TEXTO FORNECIDO:
---*---
As contradições do capitalismo: r > g

Por Des. Antonio Carlos Esteves Torres

De acordo com as conclusões de Thomas Piketty, no seu já muito citado e pouco lido (a maioria que vai citada abaixo tem o mesmo destino) “O Capital no Século XXI” [1], entre as forças convergentes e divergentes, na dinâmica da evolução de uma economia de mercado e da propriedade privada, a circunstância mais desestabilizadora está ligada ao fato de que as taxas de rendimento privado do capital (r) podem ser forte e duravelmente mais elevadas que as taxas de crescimento do salário e da produção (g).

Para chegar a este ponto do fecho de seu trabalho, Piketty, professor da Escola de Economia de Paris, percorreu, com a ajuda de pesquisadores de diversas partes do mundo, durante quinze anos, os caminhos dos estudos sociais e históricos da dinâmica da distribuição das rendas e patrimônios, a partir do século XVIII. Malthus, Young, Marx, Adam Smith, Ricardo, a Revolução Francesa tiveram seus destinos cruzados, para dar resposta a uma indagação perturbadora, no tocante às vias doutrinárias da matéria, em direção esclarecedora do significado de distribuição de renda: “o quê, verdadeiramente, se sabe sobre a evolução do fenômeno, a longo prazo?”.

Em primeiro lugar, uma advertência sobre a metodologia deste trabalho. Com a avassaladora dominação dos meios tecnológicos de informação, a exemplo do que se faz configurado em obras do intelecto, especialmente, as cênicas, à semelhança com o que já foi dito ou pensado, anteriormente (os puristas das colunas dos periódicos, entendem o uso desse advérbio, nesta circunstância, um erro), o que se verificar de igualdade entre o escrito e exposto preteritamente será coincidência. Nem tanto. Tudo, ou quase tudo, já foi escrito antes acerca de tudo. É só consultar os programas “internéticos”. O grande problema, agora, é a real visibilidade dos fatos. Há erros ocultos na certeza do Google. Uns consentidos e até objeto de advertência, outros, desgraçadamente, sob a capa da verdade invencível.
---*---
INSTRUÇÃO A: Segundo o texto fornecido, onde Thomas Piketty é professor?
INSTRUÇÃO B: Disponha todos os registros de anotação de posição como uma tabela em Markdown com as colunas n e Linha, numerando cada linha e omitindo as linhas em branco. Deixe as imagens de fora da resposta.
O texto e os registros são materiais independentes, sem relação entre si.

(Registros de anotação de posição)
---*---
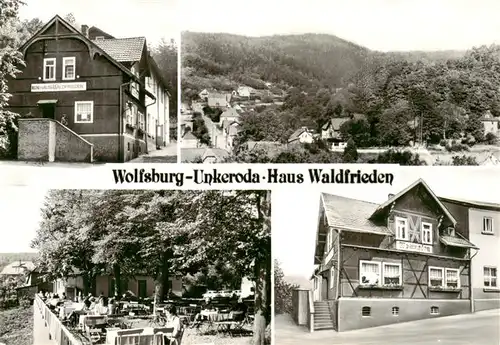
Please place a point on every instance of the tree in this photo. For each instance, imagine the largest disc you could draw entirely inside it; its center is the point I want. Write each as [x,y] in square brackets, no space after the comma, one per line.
[392,156]
[10,60]
[474,128]
[282,291]
[350,152]
[166,56]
---*---
RESPOSTA A: Na Escola de Economia de Paris.

RESPOSTA B:
| n | Linha |
|---|---|
| 1 | Please place a point on every instance of the tree in this photo. For each instance, imagine the largest disc you could draw entirely inside it; its center is the point I want. Write each as [x,y] in square brackets, no space after the comma, one per line. |
| 2 | [392,156] |
| 3 | [10,60] |
| 4 | [474,128] |
| 5 | [282,291] |
| 6 | [350,152] |
| 7 | [166,56] |